_Task instructions_. Pictures aside, copy exactly each line from the one that holds "Expected: for every instance of the dirt" through the last line of the records below.

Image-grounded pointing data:
# # # # #

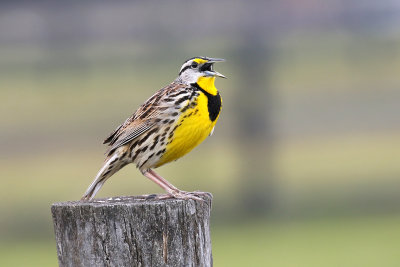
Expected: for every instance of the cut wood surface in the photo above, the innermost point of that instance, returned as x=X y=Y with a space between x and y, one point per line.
x=133 y=231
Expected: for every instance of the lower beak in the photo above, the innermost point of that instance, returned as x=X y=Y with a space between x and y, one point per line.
x=214 y=73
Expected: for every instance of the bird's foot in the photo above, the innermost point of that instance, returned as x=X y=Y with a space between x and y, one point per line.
x=180 y=195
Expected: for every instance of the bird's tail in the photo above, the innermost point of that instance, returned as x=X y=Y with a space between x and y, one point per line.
x=111 y=166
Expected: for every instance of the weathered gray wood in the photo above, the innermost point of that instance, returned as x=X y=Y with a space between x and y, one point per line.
x=133 y=231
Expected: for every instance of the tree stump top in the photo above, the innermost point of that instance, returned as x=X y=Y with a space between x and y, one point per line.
x=133 y=231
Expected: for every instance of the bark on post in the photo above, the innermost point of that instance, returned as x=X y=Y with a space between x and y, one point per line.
x=133 y=231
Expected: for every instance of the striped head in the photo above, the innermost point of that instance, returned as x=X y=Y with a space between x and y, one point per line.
x=195 y=68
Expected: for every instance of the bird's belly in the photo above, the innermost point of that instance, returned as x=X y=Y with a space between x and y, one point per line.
x=193 y=127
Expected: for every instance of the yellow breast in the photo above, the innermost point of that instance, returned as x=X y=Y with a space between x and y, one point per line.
x=194 y=125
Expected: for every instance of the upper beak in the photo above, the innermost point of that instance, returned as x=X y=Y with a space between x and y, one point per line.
x=213 y=72
x=213 y=60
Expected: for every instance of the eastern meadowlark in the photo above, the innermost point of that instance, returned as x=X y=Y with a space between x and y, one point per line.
x=167 y=126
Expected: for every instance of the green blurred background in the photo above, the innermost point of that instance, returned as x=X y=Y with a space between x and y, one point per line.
x=304 y=164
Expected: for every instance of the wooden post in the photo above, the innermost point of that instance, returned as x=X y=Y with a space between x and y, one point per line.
x=133 y=231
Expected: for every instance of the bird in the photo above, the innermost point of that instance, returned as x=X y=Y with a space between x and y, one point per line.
x=164 y=128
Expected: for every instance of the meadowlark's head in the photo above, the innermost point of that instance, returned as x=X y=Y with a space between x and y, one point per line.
x=195 y=68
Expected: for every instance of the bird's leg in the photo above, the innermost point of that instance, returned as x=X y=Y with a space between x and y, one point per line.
x=158 y=177
x=167 y=186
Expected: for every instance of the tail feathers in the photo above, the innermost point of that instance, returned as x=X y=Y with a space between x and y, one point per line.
x=110 y=167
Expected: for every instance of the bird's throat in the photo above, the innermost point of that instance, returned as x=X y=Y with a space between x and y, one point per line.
x=207 y=84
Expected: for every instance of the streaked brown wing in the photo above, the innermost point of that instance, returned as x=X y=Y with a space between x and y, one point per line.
x=145 y=118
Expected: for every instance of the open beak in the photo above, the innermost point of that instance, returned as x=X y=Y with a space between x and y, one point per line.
x=209 y=67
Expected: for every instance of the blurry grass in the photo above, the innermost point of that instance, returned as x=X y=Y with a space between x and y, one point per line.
x=364 y=241
x=329 y=242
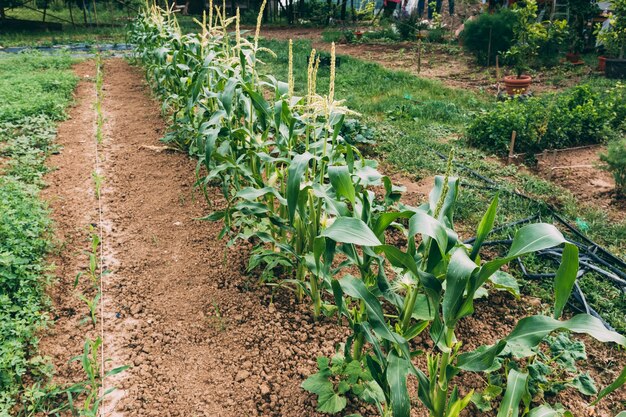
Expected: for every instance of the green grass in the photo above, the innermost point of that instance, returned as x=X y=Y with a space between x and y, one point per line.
x=35 y=91
x=415 y=117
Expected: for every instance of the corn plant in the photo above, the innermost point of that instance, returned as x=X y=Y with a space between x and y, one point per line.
x=435 y=287
x=91 y=390
x=306 y=198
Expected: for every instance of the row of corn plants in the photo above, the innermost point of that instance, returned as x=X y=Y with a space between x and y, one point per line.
x=320 y=214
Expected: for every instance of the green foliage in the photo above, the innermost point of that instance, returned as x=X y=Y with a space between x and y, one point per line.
x=532 y=37
x=615 y=162
x=336 y=378
x=34 y=86
x=304 y=196
x=489 y=35
x=37 y=89
x=579 y=116
x=614 y=38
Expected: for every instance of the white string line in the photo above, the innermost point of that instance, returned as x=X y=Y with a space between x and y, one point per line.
x=99 y=133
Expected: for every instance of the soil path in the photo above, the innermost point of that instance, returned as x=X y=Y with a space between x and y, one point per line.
x=201 y=336
x=201 y=339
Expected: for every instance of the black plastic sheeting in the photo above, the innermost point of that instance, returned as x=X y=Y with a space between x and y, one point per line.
x=79 y=49
x=592 y=256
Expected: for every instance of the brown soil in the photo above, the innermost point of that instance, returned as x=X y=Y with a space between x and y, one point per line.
x=578 y=171
x=202 y=337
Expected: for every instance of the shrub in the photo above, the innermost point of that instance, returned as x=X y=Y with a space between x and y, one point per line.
x=615 y=162
x=579 y=116
x=497 y=26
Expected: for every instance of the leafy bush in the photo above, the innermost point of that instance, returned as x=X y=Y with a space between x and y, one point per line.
x=35 y=91
x=498 y=27
x=615 y=162
x=304 y=195
x=580 y=116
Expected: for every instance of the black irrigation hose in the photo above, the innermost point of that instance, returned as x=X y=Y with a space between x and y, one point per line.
x=589 y=249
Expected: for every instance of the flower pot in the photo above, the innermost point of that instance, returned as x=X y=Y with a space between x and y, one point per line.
x=517 y=86
x=615 y=68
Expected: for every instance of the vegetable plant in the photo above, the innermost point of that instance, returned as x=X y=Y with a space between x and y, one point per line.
x=320 y=217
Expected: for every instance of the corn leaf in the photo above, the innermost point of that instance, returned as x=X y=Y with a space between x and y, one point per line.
x=565 y=278
x=515 y=389
x=341 y=181
x=485 y=226
x=621 y=380
x=296 y=170
x=351 y=230
x=397 y=370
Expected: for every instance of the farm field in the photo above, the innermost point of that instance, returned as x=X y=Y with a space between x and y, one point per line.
x=255 y=233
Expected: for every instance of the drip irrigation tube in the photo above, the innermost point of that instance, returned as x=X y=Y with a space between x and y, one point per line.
x=593 y=257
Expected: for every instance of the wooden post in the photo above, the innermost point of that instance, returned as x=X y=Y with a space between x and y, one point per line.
x=552 y=164
x=489 y=47
x=497 y=68
x=512 y=147
x=419 y=53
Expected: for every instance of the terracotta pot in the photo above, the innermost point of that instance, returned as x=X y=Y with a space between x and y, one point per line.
x=615 y=68
x=516 y=86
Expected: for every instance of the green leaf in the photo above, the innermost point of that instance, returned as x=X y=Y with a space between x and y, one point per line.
x=459 y=405
x=460 y=270
x=585 y=384
x=295 y=172
x=480 y=359
x=318 y=383
x=515 y=389
x=398 y=258
x=330 y=402
x=530 y=331
x=565 y=278
x=341 y=181
x=480 y=402
x=484 y=228
x=504 y=281
x=355 y=288
x=534 y=237
x=397 y=370
x=351 y=230
x=544 y=410
x=621 y=380
x=427 y=225
x=385 y=219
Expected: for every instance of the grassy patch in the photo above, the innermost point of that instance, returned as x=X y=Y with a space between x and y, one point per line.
x=37 y=90
x=415 y=118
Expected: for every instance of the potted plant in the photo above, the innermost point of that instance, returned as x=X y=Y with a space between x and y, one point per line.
x=613 y=38
x=575 y=47
x=527 y=34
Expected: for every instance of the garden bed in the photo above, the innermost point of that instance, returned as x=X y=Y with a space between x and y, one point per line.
x=201 y=334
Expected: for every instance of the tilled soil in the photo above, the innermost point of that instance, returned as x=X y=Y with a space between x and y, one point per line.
x=579 y=170
x=201 y=336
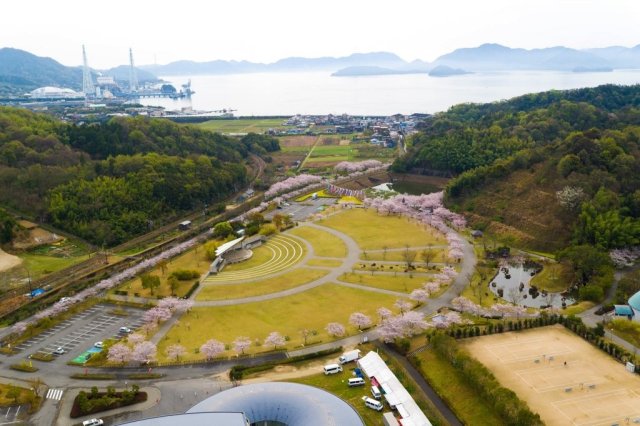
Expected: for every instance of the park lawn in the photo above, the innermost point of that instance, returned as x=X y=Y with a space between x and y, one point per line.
x=324 y=244
x=453 y=388
x=328 y=263
x=554 y=277
x=312 y=310
x=24 y=397
x=194 y=259
x=372 y=231
x=337 y=385
x=41 y=265
x=291 y=279
x=260 y=255
x=625 y=329
x=245 y=125
x=403 y=283
x=398 y=256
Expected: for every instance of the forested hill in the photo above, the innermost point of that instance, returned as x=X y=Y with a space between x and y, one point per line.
x=543 y=170
x=109 y=182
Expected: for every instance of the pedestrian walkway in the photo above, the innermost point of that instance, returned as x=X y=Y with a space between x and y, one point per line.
x=55 y=394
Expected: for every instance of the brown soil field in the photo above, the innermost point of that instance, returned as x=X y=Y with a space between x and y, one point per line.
x=561 y=377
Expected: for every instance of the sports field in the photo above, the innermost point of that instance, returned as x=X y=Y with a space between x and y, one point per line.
x=561 y=377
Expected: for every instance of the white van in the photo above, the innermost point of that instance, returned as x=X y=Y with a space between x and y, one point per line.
x=372 y=403
x=356 y=381
x=376 y=392
x=332 y=369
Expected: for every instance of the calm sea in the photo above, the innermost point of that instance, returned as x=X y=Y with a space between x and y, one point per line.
x=319 y=93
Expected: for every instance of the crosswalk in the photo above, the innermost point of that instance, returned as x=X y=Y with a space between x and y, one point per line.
x=55 y=394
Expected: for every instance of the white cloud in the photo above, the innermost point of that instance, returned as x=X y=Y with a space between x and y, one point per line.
x=265 y=31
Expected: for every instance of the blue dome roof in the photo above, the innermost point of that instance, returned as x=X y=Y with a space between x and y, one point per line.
x=634 y=301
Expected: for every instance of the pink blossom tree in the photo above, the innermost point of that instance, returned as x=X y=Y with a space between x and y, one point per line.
x=119 y=353
x=402 y=305
x=211 y=349
x=383 y=313
x=419 y=295
x=136 y=338
x=175 y=352
x=274 y=338
x=360 y=320
x=241 y=344
x=335 y=329
x=144 y=352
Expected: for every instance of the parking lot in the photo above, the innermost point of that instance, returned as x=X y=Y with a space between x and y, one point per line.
x=10 y=414
x=82 y=331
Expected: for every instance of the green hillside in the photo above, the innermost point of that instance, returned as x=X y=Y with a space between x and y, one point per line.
x=109 y=182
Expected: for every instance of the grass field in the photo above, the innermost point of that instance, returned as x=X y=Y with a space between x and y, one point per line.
x=328 y=263
x=324 y=244
x=40 y=265
x=453 y=388
x=398 y=255
x=580 y=386
x=389 y=231
x=401 y=283
x=554 y=277
x=291 y=279
x=312 y=310
x=245 y=125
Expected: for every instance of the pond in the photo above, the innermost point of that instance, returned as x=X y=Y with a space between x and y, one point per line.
x=512 y=284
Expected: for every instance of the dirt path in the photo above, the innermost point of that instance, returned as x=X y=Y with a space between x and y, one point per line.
x=8 y=261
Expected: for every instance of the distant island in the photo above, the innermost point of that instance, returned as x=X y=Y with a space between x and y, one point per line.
x=445 y=71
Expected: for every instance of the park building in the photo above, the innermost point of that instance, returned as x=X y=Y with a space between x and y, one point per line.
x=265 y=404
x=235 y=251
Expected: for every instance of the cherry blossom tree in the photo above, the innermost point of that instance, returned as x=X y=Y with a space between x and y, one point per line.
x=420 y=296
x=360 y=320
x=19 y=327
x=175 y=352
x=335 y=329
x=119 y=353
x=384 y=313
x=274 y=338
x=144 y=352
x=212 y=348
x=402 y=305
x=136 y=338
x=241 y=344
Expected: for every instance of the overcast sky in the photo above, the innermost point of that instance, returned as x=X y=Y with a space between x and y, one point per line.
x=265 y=31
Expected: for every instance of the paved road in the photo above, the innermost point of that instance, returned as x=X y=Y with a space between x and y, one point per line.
x=440 y=405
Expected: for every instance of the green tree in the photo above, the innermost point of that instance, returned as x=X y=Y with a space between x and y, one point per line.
x=150 y=282
x=222 y=230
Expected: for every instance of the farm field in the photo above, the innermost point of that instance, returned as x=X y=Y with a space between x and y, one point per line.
x=390 y=231
x=560 y=376
x=243 y=125
x=311 y=310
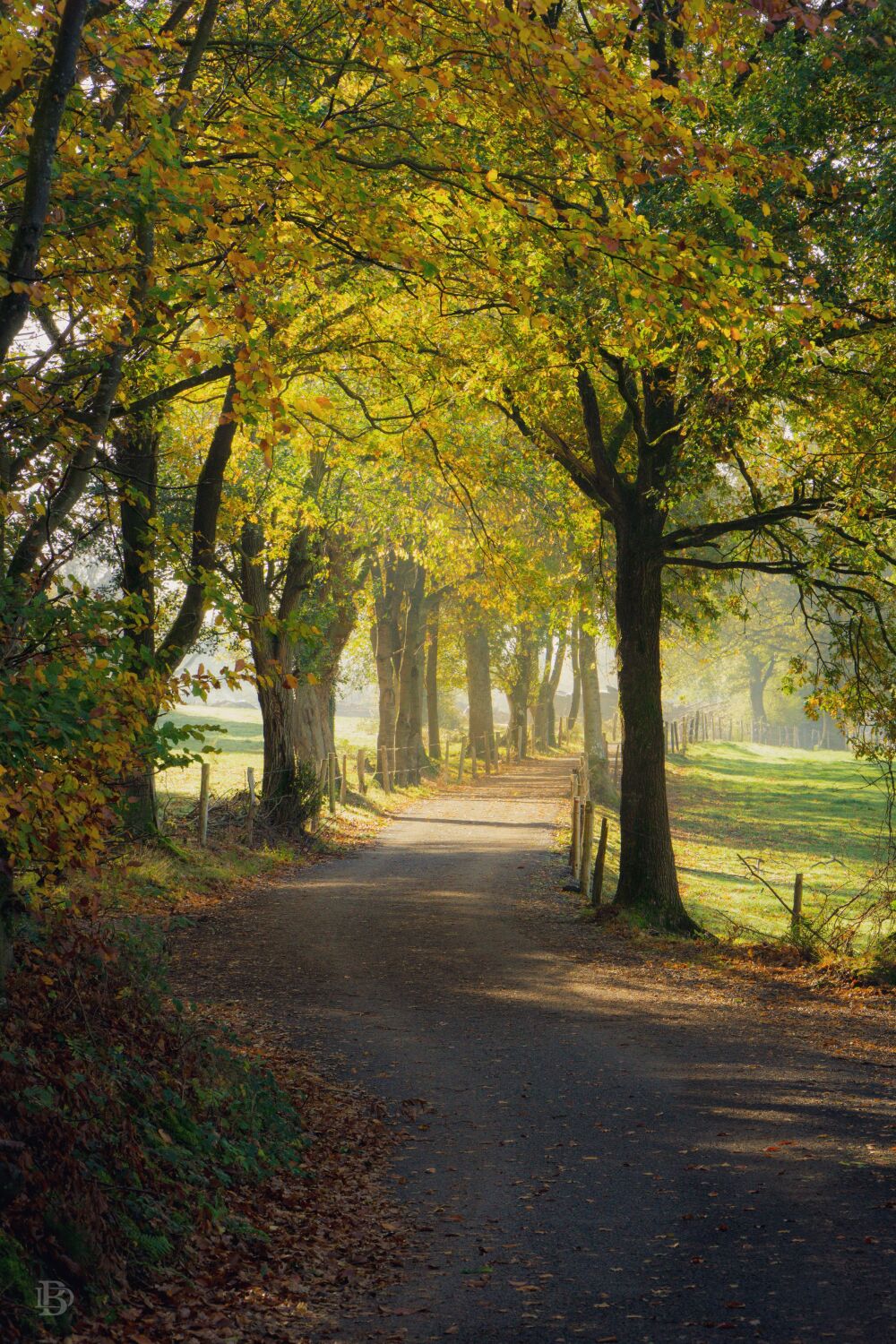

# # # # #

_Response to this exercise_.
Expected: for every instance of the dirt path in the photo above, the innermost point of that instance, returned as x=X y=Y with a space between x and y, one point per line.
x=8 y=261
Expected: for every instance of the distant island in the photo above, the innermost point of that instance, returned as x=X y=Y with a space between x and y, one point per line.
x=445 y=71
Expected: for every instance of the park building in the photo above, the innermost point of that instance, returned as x=X y=Y with a space between x and y, one point per line.
x=265 y=404
x=235 y=251
Expected: for every instance of the cherry blossom tree in the photo above, the innermost point of that instance, returned as x=X y=Y with a space between x and y, one point per line.
x=420 y=296
x=360 y=320
x=19 y=327
x=175 y=352
x=335 y=329
x=119 y=353
x=384 y=313
x=274 y=338
x=144 y=352
x=212 y=348
x=402 y=305
x=136 y=338
x=241 y=344
Expected: for every instance of the overcast sky in the photo above, the innermost point of that instance, returned as x=X y=Y with a space between x and y, one point per line.
x=265 y=31
Expected: for every instance of the paved road in the photo above, the innermost point of that instance, returned as x=X y=Y with a space between x and y, one point per line.
x=440 y=405
Expected: for every instance of the green tree in the photo above, the innermost point of that instance, returned as x=X y=Y with a space between x and y, one point per line.
x=150 y=282
x=222 y=230
Expected: for every instance of the farm field in the photo above, the innermost point of that instance, returned as x=X y=Y with a space between x and y, one point per line.
x=390 y=231
x=560 y=376
x=243 y=125
x=311 y=310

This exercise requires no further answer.